━━━━━ DATA SHOWN

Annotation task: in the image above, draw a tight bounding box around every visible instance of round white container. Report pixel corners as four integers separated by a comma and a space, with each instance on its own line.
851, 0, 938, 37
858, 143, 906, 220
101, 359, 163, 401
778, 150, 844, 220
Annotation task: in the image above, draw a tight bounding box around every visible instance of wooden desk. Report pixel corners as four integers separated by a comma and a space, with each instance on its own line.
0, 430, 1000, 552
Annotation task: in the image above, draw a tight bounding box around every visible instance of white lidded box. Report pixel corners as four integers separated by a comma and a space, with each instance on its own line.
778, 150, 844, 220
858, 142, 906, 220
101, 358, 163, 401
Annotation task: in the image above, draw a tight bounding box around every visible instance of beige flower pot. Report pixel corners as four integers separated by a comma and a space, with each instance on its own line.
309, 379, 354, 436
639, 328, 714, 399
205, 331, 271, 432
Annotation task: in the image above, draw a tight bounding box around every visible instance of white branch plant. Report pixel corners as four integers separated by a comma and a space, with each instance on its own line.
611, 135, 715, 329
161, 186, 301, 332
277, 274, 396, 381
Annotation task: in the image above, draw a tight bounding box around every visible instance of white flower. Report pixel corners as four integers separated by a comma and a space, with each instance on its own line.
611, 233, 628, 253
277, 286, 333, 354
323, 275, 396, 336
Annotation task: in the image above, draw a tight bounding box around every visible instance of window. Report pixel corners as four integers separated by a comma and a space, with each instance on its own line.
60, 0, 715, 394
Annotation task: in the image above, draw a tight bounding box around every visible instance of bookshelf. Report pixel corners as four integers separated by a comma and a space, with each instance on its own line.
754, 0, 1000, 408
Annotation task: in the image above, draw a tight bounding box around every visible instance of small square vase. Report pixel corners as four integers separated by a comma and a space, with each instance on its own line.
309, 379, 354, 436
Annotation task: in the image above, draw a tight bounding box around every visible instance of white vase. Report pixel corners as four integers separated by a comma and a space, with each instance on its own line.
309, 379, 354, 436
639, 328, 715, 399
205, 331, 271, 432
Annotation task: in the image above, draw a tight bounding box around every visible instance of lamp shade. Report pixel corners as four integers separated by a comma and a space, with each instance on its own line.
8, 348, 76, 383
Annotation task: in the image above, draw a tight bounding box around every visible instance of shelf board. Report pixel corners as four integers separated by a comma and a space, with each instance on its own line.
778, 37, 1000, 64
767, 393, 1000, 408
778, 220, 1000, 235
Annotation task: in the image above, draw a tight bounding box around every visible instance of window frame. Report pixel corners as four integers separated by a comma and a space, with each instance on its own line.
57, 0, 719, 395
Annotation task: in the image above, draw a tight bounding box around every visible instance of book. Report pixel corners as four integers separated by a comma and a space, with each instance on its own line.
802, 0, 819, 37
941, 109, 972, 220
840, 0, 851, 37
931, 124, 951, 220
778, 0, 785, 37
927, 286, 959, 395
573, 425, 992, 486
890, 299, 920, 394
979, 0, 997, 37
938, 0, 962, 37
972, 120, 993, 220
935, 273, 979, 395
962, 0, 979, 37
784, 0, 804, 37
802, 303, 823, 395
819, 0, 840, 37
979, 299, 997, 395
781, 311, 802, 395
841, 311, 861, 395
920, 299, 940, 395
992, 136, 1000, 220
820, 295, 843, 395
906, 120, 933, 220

━━━━━━━━━━

> **WHAT YOU SHOULD DO**: Write out every line of the listing above as a numbered list, and leave out any blank lines.

> **TASK SOLUTION**:
1. Annotation task: in the image above, draw a tight bounding box around every visible instance of round white container. Report pixel corners as four integers separated by a comma and a space, with each instance on its own line.
2. 851, 0, 938, 37
3. 858, 143, 906, 220
4. 101, 359, 163, 401
5. 778, 150, 844, 220
6. Annotation task: in the image above, draw a tight bounding box around every visible instance of wooden desk. Report pixel corners as four integers separated by a comma and a space, with each instance on its own line.
7. 0, 430, 1000, 552
8. Annotation task: in the image above, draw a tight bounding box around every visible instance of white lidded box. Report pixel corners as four integers separated by a comma and a space, with each instance on its own line.
9. 778, 150, 844, 220
10. 858, 142, 906, 220
11. 101, 358, 163, 401
12. Annotation task: in the image above, draw a tight bounding box around every visible instance of beige flower pot. Report pixel corners as four integers separated by a comma and a space, with each instance on its own line.
13. 309, 379, 354, 436
14. 639, 328, 714, 399
15. 205, 331, 271, 432
16. Annotation task: in the image above, draw a tight bounding box around every visible instance of white branch plant. Report pixel corners as four integers separated by a comma and a space, with each instance on its own line.
17. 611, 135, 715, 329
18. 161, 186, 301, 332
19. 277, 274, 396, 381
20. Annotation task: in the image above, draw a tight bounding box around every visible instance of white flower. Report pixel corners as four integers separated by a comma and a space, with each instance on its own line.
21. 611, 233, 628, 253
22. 277, 286, 333, 354
23. 323, 275, 396, 336
24. Annotation task: in the image above, draw a tight bounding box around every visible instance of window. Report pixel corners as four integers separated by a comma and a space, with each instance on its own line.
25. 60, 0, 715, 394
26. Annotation task: in the image above, draw a tight bounding box around every visible instance of bookshelf. Report pixel corners as four integers separated by a comma and a space, with each instance on its own line.
27. 754, 0, 1000, 408
28. Annotation task: in the image above, draw a tight bounding box around every visible instance of small square vase. Report pixel corners as four integers separated by a comma and a space, with each instance on its own line.
29. 309, 379, 354, 436
30. Annotation task: in the image above, draw a tight bounding box around every visible instance of white vase. Report pixel corners as four integers separated by a comma and a space, with each instance on its own line.
31. 309, 379, 354, 436
32. 639, 328, 715, 399
33. 205, 331, 271, 432
34. Annotation task: in the image above, draw a tight bounding box around every visible instance of lamp shade. Report pixel corners as four integers separated by a comma and a space, with each instance on its own line.
35. 8, 348, 76, 383
36. Annotation task: in the image above, draw a tight bounding box around every visible instance of shelf board. Report pixel corners as four integers separated by a comma and a space, with each instance on its own line.
37. 778, 37, 1000, 64
38. 767, 393, 1000, 408
39. 778, 220, 1000, 235
40. Annotation task: in the image above, draw a tight bounding box around every visible instance of window frame. Report pixel corners as four integers separated by a comma and a space, with each instance on its own line.
41. 57, 0, 719, 395
42. Annotation task: in the image above, draw a tight bounding box around every visible instance of book. Report pixel corners as four integers separated by a comma and a space, with each instance on its own line.
43. 802, 0, 819, 37
44. 941, 109, 972, 220
45. 840, 0, 851, 37
46. 931, 124, 951, 220
47. 778, 0, 785, 37
48. 927, 286, 959, 395
49. 573, 425, 992, 486
50. 890, 299, 920, 394
51. 979, 0, 997, 37
52. 938, 0, 962, 37
53. 972, 120, 993, 220
54. 935, 273, 979, 395
55. 962, 0, 979, 37
56. 784, 0, 804, 37
57. 802, 303, 823, 395
58. 819, 0, 840, 37
59. 979, 299, 997, 395
60. 781, 311, 802, 395
61. 841, 311, 861, 395
62. 920, 299, 940, 395
63. 992, 136, 1000, 220
64. 820, 295, 843, 395
65. 906, 120, 933, 220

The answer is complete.